* **WORK TO BE COMPLETED**: Start at the line holding "Query: string of lights". Write out that line and each one after it to the end of the data, unchanged.

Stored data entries
════════════════

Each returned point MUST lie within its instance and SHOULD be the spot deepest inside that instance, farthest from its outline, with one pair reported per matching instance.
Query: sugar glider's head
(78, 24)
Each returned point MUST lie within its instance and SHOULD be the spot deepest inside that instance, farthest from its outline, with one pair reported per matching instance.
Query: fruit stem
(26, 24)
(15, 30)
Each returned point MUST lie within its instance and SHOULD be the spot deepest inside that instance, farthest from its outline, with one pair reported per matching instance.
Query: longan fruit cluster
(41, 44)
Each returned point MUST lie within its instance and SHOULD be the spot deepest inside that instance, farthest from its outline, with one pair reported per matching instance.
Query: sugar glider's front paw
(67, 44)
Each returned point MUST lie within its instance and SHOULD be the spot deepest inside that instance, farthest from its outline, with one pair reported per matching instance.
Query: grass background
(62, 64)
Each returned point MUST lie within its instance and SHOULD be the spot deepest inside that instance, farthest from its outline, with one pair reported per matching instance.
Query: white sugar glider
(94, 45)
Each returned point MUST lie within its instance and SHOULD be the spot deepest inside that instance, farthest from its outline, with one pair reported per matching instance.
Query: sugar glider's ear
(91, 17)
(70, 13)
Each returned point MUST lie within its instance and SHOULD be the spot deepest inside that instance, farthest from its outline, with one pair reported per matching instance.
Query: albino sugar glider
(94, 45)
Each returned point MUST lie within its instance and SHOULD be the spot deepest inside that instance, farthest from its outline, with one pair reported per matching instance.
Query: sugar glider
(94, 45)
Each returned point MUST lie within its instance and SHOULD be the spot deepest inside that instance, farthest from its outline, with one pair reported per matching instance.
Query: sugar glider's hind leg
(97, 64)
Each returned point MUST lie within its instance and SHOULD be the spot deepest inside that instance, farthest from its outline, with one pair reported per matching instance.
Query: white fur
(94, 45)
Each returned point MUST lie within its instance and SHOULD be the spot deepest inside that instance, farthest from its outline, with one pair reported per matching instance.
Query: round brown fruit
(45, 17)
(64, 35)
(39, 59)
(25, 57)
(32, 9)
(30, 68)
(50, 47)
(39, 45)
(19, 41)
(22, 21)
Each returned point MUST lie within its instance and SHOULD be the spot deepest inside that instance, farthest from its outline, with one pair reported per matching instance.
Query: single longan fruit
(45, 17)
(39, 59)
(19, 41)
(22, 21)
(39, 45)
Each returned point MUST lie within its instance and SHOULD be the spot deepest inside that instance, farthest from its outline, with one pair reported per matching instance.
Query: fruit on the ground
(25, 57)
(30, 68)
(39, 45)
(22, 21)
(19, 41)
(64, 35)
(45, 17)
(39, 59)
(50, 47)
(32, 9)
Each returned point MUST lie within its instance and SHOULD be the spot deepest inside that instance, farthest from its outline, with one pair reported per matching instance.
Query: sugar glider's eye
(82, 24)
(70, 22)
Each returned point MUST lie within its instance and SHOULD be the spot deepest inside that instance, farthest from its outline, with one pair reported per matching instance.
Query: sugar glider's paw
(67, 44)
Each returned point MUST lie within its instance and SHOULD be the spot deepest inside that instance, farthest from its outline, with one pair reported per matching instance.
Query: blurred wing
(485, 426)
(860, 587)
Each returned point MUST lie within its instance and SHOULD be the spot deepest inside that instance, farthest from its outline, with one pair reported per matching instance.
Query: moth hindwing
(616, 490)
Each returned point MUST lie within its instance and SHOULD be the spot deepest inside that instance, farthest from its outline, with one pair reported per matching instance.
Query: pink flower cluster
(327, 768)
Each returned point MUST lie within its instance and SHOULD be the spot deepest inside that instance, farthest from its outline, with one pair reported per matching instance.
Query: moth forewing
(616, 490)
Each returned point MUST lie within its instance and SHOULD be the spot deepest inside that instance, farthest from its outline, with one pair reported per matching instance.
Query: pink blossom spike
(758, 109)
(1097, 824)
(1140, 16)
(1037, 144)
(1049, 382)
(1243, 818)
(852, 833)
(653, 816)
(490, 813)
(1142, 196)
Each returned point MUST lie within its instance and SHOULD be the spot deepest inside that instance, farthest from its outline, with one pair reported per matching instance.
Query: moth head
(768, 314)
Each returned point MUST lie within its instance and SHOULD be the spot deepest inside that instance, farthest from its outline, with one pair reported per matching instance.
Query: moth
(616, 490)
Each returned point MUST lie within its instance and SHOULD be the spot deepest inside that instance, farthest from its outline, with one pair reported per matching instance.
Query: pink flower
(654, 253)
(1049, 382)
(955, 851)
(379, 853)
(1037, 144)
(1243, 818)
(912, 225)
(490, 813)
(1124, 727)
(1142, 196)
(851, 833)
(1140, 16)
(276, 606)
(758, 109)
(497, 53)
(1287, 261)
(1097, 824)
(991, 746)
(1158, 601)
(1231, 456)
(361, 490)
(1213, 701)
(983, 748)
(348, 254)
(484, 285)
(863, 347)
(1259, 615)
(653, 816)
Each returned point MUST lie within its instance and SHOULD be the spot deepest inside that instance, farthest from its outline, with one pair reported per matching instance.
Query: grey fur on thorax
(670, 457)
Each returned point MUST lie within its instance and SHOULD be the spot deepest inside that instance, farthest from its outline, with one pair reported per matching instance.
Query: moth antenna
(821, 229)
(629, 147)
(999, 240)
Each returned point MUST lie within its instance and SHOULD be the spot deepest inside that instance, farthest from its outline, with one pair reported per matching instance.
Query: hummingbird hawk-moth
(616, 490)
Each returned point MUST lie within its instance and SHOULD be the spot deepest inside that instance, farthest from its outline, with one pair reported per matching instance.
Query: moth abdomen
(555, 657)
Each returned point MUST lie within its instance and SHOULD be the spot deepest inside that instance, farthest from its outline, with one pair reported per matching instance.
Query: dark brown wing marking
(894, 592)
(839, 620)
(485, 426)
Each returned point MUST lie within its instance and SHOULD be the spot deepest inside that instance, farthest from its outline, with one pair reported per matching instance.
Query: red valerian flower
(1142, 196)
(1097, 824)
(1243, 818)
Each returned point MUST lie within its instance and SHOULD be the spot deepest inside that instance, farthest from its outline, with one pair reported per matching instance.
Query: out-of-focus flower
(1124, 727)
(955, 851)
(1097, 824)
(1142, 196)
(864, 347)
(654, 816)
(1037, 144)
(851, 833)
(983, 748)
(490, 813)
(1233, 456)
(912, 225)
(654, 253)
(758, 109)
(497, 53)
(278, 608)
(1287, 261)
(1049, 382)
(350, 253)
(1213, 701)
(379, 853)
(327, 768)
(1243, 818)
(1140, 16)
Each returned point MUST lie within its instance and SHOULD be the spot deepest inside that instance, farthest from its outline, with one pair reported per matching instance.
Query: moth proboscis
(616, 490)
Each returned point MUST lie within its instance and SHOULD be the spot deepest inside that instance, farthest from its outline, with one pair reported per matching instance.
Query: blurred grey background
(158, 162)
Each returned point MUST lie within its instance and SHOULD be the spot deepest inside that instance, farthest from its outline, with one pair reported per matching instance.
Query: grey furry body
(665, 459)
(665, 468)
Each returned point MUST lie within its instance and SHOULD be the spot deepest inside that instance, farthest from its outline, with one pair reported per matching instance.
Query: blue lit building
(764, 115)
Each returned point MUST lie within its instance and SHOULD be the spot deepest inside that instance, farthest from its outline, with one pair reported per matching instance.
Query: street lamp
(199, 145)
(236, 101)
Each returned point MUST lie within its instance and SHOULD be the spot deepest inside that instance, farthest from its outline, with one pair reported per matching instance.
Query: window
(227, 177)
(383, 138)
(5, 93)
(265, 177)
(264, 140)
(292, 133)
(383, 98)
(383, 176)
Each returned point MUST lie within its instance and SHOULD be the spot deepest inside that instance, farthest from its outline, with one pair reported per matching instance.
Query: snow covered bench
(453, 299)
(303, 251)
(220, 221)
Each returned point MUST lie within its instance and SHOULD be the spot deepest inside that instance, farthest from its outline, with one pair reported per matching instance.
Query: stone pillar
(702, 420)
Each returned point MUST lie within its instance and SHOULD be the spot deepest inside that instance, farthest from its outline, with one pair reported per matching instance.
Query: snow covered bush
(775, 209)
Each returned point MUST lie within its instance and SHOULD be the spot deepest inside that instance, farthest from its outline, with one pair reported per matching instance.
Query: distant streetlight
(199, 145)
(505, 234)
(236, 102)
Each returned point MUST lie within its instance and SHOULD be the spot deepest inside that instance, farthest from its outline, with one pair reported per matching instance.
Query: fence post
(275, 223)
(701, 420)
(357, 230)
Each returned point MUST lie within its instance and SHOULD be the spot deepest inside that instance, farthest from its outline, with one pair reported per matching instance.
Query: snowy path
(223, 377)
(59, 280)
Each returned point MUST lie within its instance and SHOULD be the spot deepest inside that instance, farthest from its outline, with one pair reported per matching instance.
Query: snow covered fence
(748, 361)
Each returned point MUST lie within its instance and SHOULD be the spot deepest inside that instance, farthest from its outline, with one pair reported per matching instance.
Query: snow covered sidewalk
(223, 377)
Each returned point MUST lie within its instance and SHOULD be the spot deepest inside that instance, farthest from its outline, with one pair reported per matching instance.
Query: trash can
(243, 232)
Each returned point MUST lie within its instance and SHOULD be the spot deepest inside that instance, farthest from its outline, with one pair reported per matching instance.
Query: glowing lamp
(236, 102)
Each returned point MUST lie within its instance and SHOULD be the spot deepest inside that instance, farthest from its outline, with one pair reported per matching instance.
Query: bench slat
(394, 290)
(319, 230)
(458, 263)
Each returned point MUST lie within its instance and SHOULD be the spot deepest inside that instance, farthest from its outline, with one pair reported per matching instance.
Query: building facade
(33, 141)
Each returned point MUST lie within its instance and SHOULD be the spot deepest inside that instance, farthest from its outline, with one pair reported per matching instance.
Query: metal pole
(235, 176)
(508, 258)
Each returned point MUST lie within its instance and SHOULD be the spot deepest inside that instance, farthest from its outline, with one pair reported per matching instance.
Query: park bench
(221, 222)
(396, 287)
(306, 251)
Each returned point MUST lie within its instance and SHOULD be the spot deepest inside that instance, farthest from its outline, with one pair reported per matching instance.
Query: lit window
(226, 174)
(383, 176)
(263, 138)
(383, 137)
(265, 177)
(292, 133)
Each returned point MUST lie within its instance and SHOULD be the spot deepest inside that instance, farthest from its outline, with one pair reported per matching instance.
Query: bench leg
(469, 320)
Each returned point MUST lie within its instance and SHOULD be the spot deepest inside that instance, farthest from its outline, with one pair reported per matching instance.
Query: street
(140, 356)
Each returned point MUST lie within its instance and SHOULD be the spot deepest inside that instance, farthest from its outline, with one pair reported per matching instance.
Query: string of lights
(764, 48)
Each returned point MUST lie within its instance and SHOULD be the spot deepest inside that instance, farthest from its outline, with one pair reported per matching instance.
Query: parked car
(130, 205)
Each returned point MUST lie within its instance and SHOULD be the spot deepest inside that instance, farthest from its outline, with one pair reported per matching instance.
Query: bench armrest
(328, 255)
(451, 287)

════════════════

* **REPLY**:
Query: string of lights
(764, 48)
Each returned point MUST lie within its instance and SHOULD be the spot deepest inside that instance, farthest from its outline, with one pair reported per matching instance.
Query: parked car
(130, 205)
Each returned point MUST lie within its instance and SHOULD be the spot deepest inside that instance, farthest from its outline, with one pair reported per matching instance.
Query: bench armrest
(328, 255)
(451, 287)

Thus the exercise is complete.